## Start

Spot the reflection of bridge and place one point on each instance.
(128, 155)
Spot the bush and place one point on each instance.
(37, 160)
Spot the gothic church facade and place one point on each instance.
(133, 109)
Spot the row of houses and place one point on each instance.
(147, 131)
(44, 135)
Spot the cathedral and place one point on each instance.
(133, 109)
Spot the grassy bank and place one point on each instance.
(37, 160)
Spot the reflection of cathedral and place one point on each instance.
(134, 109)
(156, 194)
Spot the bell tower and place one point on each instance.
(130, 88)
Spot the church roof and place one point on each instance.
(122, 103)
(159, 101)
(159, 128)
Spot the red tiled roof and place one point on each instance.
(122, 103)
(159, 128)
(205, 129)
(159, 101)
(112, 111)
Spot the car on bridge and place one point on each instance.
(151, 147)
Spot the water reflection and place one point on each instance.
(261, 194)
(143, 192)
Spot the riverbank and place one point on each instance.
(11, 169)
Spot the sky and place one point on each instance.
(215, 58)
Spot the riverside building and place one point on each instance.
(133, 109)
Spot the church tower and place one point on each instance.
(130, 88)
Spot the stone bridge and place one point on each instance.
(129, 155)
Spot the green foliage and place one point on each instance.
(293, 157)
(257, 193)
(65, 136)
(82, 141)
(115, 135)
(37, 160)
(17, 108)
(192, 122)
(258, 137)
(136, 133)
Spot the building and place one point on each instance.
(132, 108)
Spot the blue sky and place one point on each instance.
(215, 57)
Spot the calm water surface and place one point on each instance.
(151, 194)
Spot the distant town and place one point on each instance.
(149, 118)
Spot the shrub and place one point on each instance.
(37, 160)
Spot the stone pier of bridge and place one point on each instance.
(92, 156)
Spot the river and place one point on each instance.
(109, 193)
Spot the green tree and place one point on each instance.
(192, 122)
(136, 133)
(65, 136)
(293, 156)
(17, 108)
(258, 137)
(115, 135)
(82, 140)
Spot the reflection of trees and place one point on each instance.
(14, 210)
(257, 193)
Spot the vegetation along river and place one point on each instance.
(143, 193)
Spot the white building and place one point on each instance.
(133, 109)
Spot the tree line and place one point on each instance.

## End

> _Problem description_: Reproduce all of the data above word for word, keeping every line in its original order.

> _Response for this exercise_:
Spot the reflection of bridge and place one point on each instance.
(128, 155)
Spot the bush and place one point on each instance.
(37, 160)
Spot the gothic church facade and place one point on each instance.
(133, 109)
Spot the row of houses and place one point on each instance.
(147, 131)
(44, 135)
Spot the cathedral and place one point on each instance.
(133, 109)
Spot the grassy bank and place one point on each instance.
(37, 160)
Spot the reflection of cathedral and place one point on each instance.
(134, 109)
(156, 194)
Spot the bell tower and place one point on each instance.
(130, 88)
Spot the church roof and place one point on each instance.
(122, 103)
(159, 101)
(159, 128)
Spot the red tiled roof and place one point on each instance.
(122, 103)
(159, 128)
(205, 129)
(159, 101)
(112, 111)
Spot the car on bridge and place one point on each instance.
(151, 147)
Spot the water reflection and place one point on each instance.
(261, 194)
(143, 192)
Spot the riverbank and place one point on each instance.
(11, 169)
Spot the sky and place one point on each instance.
(215, 58)
Spot the riverside building and place one point on each instance.
(133, 109)
Spot the church tower and place one point on each instance.
(130, 88)
Spot the stone bridge and place one point on each instance.
(129, 155)
Spot the green foliage and place one point on each instance.
(293, 157)
(257, 193)
(65, 136)
(82, 141)
(115, 135)
(37, 160)
(17, 108)
(192, 122)
(258, 137)
(136, 133)
Spot the building and place one point on each instance.
(132, 108)
Spot the blue sky and place one point on each instance.
(215, 57)
Spot the calm water surface and place one point on each instance.
(151, 194)
Spot the distant town and place one point on each instance.
(149, 118)
Spot the shrub and place one point on each instance.
(37, 160)
Spot the stone pier of bridge and place one point on each instance.
(92, 156)
Spot the river and place one point on each instance.
(109, 193)
Spot the green tree and place one point on each instance.
(192, 122)
(136, 133)
(65, 136)
(293, 156)
(17, 108)
(258, 137)
(115, 135)
(82, 140)
Spot the reflection of trees and place one point on each instance.
(14, 210)
(257, 193)
Spot the vegetation along river and place one point on each instance.
(143, 193)
Spot the white building and place one point on each instance.
(133, 109)
Spot the tree line and place one point on each instance.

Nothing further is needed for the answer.